Task to carry out
Gather every line in the records below that contains the string "white", and copy each line in full.

§ §

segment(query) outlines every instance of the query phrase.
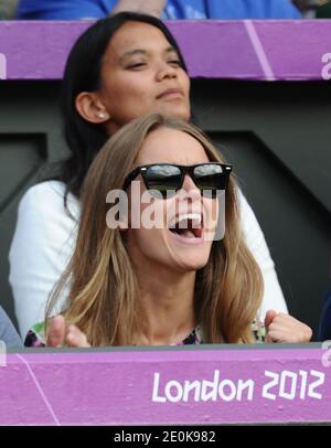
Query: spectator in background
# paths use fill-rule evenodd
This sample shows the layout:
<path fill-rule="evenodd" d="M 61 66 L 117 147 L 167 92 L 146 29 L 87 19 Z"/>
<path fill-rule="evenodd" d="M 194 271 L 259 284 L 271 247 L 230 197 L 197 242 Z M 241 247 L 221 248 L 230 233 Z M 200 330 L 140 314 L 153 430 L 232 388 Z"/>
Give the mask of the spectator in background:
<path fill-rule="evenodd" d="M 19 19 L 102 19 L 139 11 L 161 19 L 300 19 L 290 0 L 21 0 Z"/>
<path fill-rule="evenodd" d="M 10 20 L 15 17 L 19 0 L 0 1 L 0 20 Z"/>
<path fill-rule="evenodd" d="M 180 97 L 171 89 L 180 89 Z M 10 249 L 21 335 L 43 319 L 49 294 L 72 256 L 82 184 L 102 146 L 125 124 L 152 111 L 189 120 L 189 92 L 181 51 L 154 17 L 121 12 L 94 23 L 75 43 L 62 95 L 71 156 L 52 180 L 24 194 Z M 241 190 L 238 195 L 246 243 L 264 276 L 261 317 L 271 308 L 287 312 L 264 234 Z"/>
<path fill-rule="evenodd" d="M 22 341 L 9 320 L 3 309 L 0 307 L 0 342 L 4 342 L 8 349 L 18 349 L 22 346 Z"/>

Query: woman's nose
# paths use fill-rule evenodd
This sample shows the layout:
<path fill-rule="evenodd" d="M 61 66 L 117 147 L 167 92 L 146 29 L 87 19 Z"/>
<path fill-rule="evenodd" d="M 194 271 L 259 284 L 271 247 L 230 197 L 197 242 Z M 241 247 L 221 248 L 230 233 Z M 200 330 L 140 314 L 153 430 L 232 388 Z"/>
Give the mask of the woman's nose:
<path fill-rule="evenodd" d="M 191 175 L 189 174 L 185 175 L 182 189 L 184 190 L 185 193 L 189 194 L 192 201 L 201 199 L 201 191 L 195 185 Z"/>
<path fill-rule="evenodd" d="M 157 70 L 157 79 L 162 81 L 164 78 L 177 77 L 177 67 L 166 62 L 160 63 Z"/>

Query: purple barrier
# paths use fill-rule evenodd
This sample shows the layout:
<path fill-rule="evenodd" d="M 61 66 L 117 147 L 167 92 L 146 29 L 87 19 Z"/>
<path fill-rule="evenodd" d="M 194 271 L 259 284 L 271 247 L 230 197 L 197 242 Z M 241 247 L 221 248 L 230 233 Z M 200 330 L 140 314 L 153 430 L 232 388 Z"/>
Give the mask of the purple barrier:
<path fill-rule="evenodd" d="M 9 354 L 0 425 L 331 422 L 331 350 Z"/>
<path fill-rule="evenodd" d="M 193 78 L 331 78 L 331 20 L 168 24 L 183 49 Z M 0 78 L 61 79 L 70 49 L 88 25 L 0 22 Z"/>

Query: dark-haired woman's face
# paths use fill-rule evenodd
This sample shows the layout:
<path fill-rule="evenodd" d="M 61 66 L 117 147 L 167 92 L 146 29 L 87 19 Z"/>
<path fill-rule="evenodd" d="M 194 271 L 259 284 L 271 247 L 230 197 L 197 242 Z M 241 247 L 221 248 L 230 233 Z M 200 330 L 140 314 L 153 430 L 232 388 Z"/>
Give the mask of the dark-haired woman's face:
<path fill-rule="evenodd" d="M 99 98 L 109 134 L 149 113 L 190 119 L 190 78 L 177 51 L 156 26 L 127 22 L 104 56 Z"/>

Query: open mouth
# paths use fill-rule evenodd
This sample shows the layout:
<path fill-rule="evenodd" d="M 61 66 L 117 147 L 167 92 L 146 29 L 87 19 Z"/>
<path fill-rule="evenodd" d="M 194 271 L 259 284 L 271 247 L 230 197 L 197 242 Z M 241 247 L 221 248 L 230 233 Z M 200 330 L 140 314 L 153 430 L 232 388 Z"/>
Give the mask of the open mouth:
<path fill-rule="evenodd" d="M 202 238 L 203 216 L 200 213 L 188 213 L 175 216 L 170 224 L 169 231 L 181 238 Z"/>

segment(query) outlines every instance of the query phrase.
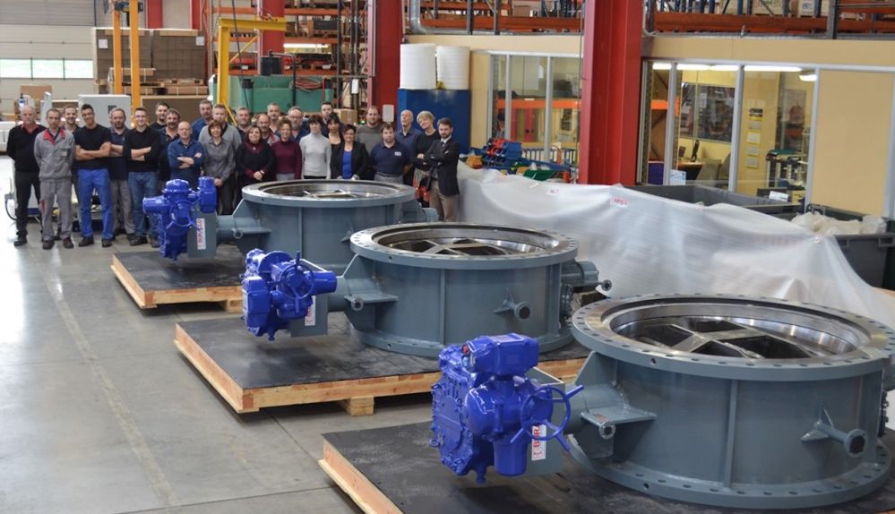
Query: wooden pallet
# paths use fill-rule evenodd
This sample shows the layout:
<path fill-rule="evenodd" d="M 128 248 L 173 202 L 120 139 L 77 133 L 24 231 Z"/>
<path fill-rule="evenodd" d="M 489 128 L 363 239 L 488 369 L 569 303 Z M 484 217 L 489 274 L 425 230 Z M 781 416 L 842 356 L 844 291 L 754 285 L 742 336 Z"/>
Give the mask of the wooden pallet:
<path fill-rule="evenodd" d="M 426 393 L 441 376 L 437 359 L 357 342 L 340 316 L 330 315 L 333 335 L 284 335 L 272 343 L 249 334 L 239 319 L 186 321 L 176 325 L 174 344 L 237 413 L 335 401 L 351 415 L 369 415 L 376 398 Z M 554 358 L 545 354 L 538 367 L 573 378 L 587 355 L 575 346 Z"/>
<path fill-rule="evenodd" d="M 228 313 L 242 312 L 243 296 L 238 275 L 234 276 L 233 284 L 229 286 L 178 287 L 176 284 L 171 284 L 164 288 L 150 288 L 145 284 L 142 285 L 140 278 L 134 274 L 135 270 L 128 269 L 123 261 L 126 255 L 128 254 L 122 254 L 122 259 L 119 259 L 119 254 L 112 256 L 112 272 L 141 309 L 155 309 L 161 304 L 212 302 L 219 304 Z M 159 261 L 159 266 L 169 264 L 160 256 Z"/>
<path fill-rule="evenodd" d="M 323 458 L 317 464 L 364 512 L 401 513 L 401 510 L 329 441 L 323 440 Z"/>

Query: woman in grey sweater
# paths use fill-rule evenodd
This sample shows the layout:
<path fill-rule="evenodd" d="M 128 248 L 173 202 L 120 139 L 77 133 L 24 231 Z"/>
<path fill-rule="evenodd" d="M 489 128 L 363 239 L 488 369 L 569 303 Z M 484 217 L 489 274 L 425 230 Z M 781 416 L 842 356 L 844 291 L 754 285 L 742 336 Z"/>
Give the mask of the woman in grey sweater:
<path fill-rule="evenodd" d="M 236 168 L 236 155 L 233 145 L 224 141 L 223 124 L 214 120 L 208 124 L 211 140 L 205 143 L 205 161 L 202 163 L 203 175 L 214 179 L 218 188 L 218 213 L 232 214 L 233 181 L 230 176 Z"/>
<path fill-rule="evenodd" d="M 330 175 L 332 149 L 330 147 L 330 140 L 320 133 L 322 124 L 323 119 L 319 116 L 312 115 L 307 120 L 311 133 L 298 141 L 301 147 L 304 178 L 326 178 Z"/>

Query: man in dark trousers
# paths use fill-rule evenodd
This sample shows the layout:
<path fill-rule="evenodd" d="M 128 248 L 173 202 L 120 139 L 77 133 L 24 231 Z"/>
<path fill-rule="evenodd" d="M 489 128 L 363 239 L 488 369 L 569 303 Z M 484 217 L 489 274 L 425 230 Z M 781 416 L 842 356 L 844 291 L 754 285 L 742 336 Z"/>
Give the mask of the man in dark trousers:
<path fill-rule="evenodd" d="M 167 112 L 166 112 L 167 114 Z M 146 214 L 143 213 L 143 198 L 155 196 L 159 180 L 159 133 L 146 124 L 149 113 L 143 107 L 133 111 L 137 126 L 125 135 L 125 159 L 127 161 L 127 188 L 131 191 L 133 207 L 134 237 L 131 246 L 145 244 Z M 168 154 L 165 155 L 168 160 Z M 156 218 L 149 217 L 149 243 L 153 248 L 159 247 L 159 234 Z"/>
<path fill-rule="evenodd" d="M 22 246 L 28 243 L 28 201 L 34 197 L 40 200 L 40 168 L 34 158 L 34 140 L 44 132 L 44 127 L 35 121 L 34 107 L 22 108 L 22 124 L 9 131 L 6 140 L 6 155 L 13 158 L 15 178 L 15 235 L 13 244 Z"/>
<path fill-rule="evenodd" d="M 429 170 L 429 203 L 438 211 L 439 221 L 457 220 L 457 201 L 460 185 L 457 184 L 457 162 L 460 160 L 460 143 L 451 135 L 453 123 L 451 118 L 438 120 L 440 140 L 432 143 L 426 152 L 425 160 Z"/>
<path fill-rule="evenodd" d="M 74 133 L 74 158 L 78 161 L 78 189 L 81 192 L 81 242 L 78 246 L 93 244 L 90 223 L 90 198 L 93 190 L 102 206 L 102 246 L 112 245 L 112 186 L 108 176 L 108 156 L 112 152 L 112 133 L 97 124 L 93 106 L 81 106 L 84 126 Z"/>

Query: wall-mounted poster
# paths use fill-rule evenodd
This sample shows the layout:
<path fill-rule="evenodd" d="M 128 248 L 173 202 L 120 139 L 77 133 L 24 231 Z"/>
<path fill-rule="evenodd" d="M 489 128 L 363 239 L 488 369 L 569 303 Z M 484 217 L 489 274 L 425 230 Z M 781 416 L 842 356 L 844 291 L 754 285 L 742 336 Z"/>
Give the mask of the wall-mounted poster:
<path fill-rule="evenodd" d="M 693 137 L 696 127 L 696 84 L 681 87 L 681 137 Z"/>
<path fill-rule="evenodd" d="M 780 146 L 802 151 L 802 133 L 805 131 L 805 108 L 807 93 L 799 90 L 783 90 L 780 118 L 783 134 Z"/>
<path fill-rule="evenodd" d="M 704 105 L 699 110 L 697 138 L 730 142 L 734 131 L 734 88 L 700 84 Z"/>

§ §

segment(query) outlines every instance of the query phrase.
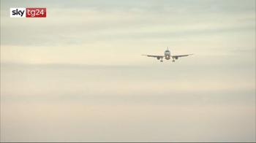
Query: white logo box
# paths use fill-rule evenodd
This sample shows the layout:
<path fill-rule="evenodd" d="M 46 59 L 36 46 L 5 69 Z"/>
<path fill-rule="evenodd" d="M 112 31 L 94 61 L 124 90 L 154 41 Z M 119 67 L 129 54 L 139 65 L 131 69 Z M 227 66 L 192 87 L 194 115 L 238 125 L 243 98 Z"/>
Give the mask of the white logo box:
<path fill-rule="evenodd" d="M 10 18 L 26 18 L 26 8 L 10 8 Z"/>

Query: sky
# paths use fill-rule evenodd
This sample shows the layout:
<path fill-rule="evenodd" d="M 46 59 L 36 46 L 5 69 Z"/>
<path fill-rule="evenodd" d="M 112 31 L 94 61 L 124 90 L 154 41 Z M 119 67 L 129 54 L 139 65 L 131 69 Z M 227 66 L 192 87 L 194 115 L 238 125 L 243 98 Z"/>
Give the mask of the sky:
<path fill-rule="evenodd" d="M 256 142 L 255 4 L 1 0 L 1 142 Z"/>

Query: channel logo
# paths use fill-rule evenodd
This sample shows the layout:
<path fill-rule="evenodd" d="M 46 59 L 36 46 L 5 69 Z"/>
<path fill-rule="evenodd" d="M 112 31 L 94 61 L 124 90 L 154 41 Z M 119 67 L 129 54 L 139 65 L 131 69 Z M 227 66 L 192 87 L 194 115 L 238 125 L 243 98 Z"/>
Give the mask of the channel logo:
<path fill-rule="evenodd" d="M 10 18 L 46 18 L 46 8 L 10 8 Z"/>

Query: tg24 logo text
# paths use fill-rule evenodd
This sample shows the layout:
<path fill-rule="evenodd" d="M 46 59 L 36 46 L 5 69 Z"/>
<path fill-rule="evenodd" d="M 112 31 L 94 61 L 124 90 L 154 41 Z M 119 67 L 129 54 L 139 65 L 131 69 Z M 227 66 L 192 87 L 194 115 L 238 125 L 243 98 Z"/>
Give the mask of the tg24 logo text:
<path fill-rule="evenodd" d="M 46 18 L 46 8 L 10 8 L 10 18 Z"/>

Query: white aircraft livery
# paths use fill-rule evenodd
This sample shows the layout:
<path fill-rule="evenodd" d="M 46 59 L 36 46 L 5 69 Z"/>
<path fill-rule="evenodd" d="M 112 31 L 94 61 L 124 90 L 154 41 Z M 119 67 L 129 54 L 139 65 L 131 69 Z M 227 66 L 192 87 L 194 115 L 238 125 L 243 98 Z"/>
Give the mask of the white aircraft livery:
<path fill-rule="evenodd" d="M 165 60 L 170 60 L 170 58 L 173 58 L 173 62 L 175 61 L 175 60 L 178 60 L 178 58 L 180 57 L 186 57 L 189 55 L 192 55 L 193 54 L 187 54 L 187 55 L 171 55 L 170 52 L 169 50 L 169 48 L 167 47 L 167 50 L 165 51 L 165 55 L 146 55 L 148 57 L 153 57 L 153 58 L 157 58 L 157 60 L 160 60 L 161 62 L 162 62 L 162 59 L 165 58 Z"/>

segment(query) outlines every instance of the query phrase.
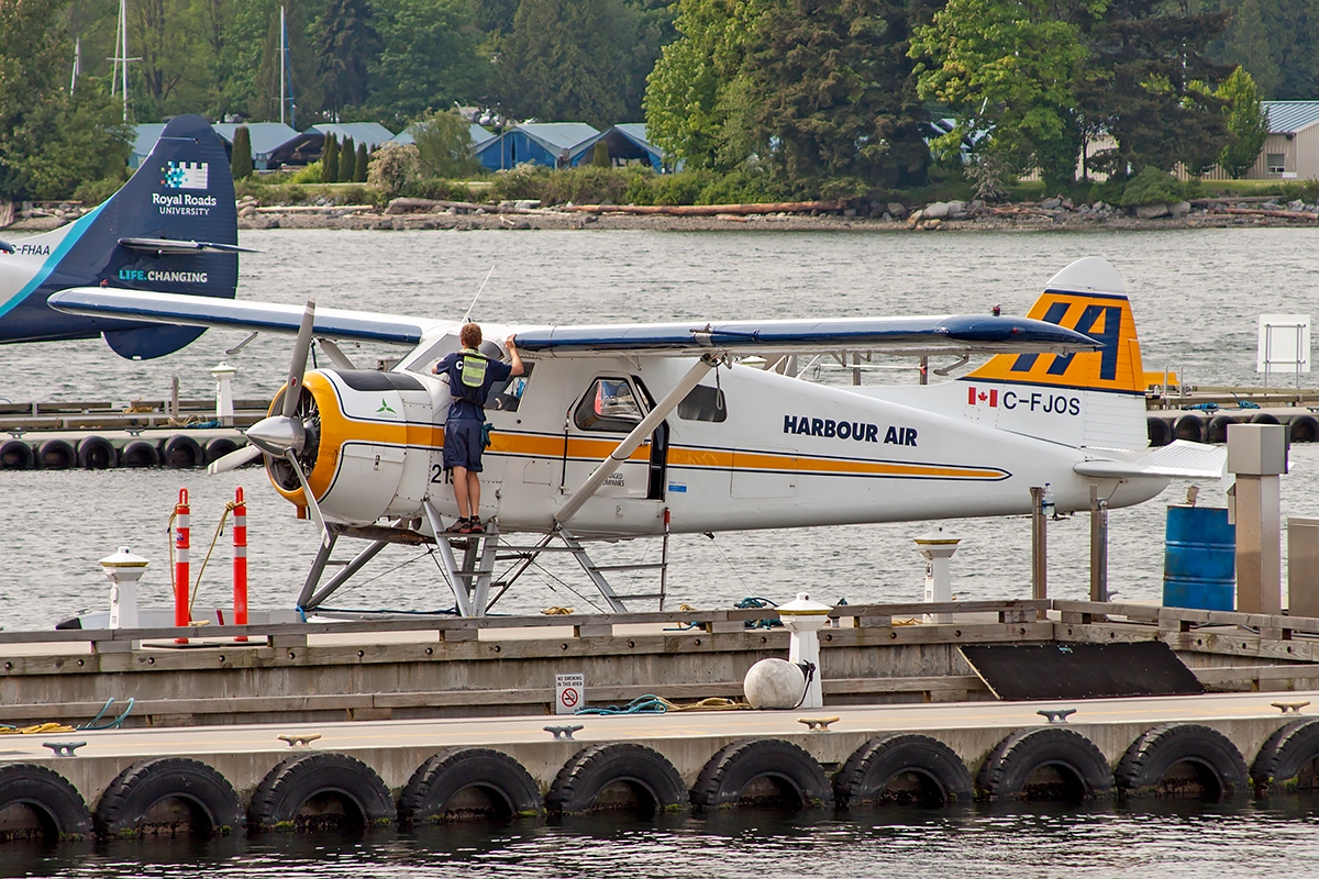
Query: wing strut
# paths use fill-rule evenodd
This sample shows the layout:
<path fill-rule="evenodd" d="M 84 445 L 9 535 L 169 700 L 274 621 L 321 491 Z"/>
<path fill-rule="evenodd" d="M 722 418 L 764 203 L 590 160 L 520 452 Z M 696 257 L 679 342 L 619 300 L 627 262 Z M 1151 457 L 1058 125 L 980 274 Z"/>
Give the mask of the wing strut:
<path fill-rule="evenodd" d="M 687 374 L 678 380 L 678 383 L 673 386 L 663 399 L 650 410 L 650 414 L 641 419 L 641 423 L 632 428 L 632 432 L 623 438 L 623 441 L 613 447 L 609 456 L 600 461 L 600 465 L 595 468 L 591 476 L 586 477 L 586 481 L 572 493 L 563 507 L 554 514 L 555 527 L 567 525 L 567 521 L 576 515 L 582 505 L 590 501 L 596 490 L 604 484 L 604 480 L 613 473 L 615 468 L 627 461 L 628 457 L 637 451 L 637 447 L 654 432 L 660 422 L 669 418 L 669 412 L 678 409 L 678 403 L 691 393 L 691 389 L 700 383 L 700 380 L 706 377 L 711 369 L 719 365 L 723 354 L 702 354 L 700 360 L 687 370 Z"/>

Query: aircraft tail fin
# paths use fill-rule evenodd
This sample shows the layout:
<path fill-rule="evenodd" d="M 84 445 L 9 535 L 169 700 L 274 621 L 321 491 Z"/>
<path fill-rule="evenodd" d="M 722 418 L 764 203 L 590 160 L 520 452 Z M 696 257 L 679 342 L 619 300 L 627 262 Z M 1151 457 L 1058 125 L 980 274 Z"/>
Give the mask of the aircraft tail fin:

§ §

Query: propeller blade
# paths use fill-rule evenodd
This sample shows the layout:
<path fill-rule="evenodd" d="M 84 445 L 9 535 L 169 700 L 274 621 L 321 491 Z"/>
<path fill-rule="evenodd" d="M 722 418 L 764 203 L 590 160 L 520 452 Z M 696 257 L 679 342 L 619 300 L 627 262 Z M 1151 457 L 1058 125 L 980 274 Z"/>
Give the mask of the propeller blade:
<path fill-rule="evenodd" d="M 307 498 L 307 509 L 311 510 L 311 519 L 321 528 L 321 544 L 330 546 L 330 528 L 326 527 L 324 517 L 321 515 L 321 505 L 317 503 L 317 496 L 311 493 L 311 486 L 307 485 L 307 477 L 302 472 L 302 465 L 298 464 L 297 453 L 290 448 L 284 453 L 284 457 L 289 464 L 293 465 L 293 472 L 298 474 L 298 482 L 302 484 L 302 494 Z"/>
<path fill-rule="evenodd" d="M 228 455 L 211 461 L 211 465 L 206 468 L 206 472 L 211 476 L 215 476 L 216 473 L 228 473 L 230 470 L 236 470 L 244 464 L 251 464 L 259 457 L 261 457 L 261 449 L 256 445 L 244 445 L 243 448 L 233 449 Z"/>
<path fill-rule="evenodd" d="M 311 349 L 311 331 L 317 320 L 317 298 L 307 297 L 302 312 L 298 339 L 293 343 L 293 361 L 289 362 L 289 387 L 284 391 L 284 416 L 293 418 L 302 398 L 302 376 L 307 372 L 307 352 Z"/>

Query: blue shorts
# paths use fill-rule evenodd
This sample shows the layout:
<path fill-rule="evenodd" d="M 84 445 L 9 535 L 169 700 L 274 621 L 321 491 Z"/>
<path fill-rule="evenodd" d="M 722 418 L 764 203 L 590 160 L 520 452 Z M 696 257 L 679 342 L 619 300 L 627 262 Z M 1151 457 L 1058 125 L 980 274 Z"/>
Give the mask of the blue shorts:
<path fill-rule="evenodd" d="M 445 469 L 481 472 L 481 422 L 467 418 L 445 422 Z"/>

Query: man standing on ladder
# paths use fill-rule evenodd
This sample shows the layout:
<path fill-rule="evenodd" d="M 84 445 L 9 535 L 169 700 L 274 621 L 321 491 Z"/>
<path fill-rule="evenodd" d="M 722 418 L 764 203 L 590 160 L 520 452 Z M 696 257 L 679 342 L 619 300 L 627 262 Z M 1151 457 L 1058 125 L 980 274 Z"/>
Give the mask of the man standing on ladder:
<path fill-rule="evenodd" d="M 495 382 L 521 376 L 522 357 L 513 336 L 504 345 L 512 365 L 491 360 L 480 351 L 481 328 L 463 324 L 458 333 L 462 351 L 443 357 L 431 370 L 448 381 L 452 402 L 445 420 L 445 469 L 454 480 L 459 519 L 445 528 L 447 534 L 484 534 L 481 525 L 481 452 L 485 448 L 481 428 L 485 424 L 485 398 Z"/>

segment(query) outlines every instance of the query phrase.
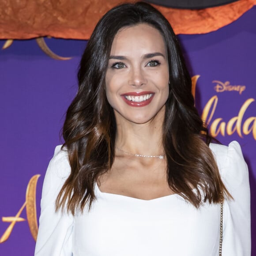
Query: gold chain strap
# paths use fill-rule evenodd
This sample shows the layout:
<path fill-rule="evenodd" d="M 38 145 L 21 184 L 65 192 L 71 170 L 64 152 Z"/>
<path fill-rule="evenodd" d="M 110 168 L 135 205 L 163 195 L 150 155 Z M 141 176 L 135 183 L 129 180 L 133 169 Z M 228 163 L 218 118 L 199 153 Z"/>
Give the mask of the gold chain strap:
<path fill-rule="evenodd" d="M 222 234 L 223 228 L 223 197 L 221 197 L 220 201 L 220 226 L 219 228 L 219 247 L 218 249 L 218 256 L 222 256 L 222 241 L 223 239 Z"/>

§ §

Response
Query: white logo box
Give the mask of the white logo box:
Query: white aircraft livery
Give the mask of the white aircraft livery:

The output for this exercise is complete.